----- TEXTE

Dans la société africaine traditionnelle, les femmes ont une force, une certaine primauté notamment chez les Fon et les Yoruba. Il semblerait donc que grâce aux chants et à la danse, elles soient entrées en contact avec les divinités de la terre, de l'air et du feu. En harmonie avec le cosmos, elles sont alors parvenues à un niveau de puissance spirituelle qu'il est impossible d'expliquer en termes rationnels. Lorsque nous dansons, il s'établit petit à petit une concordance entre la respiration, les battements du cœur et le mouvement des bras et des jambes qui fait qu'à un certain moment il se produit un dédoublement de notre personnalité, nous atteignons un état second. Des recherches poussées pourraient peut-être permettre de trouver une explication scientifique à ce phénomène. D'où la nécessité d'une étroite coopération entre les générations anciennes, imprégnées de traditions, et les nouvelles formées à l'esprit rationalistes des écoles occidentales. On pourrait envisager un programme de recherches à l'intention de ceux qui s'intéressent de près au lien entre la tradition et le modernisme en Afrique Noire, notamment dans le  domaine des chants et de la danse.

Mon histoire

Lorsque je naquis, le jour de la Pentecôte 1944, une colombe vint se poser sur la fenêtre de ma chambre – selon le récit de mon père –, et y revint chaque jour jusqu'à ce que j'eusse un an, puis elle disparut. On me surnomma IYA TOUNDE, ce qui, en langue yoruba, signifie : « la mère est revenue ». Ma grand mère Aloopho était morte depuis quatre ans et la colombe symbolisait sa divinité tutélaire. J'étais donc sa réincarnation, et on s'attendait à ce que je révèle, du moins en partie, certains de ses traits de caractère.

 

A l'âge de dix ans, je fus placée chez les religieuses, les sœurs de Saint Joseph de Cluny à Médina, Dakar, mes camarades m'avaient surnommée DOFF BI (la folle) parce que je faisais sans cesse le clown et dansais tout le temps. Plus tard, au collège des jeunes filles, je me désintéressais de tous les cours, au grand désespoir de mes parents. Ma directrice d'école avait cependant remarqué mes aptitudes pour l'éducation physique et en avait informé mon père, en mars 1961, en même temps qu'elle m'excluait en tant que demi-pensionnaire : « Toutefois, je dois vous faire part de quelque chose qui va peut-être vous faire plaisir. Le professeur d'éducation physique m'a signalé que Germaine était exceptionnellement douée dans cette matière. En outre, elle se montre docile et disciplinée à ce cours-là. Mais Germaine devrait bien considérer qu'un diplôme d'éducation physique comporte par ailleurs une grande part d'enseignement général (Baccalauréat ou son équivalent) et si elle veut le préparer, elle pourrait envisager le professorat d'éducation physique dans les lycées et collèges. »

----------
----- DONNÉES ENREGISTRÉES

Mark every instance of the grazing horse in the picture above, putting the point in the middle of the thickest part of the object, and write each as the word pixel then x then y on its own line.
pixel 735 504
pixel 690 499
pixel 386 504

----------

### CONSIGNE 1
Pouvez-vous résumer en deux phrases le texte sur la danse et la tradition africaine ?
### CONSIGNE 2
Quelle suite donneriez-vous au texte sur la danse et la tradition africaine, en reprenant juste après sa dernière phrase ?

### RÉPONSE FINALE 1
Le texte avance que, dans la société africaine traditionnelle, notamment chez les Fon et les Yoruba, les femmes seraient parvenues par les chants et la danse à une puissance spirituelle, et il appelle à une coopération entre générations pour chercher une explication scientifique à l'état second que produit la danse. Il raconte ensuite l'histoire de Germaine : née le jour de la Pentecôte 1944 et vue comme la réincarnation de sa grand-mère Aloopho, elle fut surnommée DOFF BI parce qu'elle dansait sans cesse, et sa directrice signala en mars 1961 qu'elle était exceptionnellement douée en éducation physique.

### RÉPONSE FINALE 2
 

En 1962, à l'école Simon Siégel à Paris, je découvris la danse rythmique, tout en préparant mon professorat d'éducation physique. Trois années d'études sous la direction de Mademoiselle Marguerite Lamotte, qui m'enseigna la discipline, l'amour du travail bien fait et la pédagogie. Lors du recrutement, elle me fit remarquer que j'avais les pieds plats. Seule Africaine, je regardais la cambrure des pieds de mes compagnes, il fallait donc travailler cette partie du corps et tenter d'être comme les autres. Je m'aperçus très vite que j'étais incapable de les imiter. Je fus contrainte d'inventer des mouvements correspondant à ma nature.

 

En 1965,de retour au Sénégal, nantie de mon diplôme de gymnastique harmonique, je pensais soulever des montagnes ! C'est alors que je rencontrai Katherine Dunham, une grande danseuse américaine qui essayait de monter une école au Sénégal. Il y avait plusieurs cours de danse amateurs à Dakar, dirigés par des Européennes, avec une prédominance pour la danse classique. Dès notre arrivée, mon mari fut affecté en Casamance où je le suivis. C'est là que je découvris la danse africaine, j'assistais à toutes les fêtes du village, dansant avec les villageois; ce fut une véritable révélation.

 

Parmi les danses qui m'ont séduite dès mon arrivée en Casamance et que je me mis à étudier tout particulièrement, figure le KOSONDE. Pour commencer, les danseurs marchent en cadence en suivant le rythme du chant, puis ils accélèrent le mouvement et finissent par créer d'autres rythmes avec leurs pieds tout en faisant des figures géométriques avec torsions du tronc à droite et à gauche.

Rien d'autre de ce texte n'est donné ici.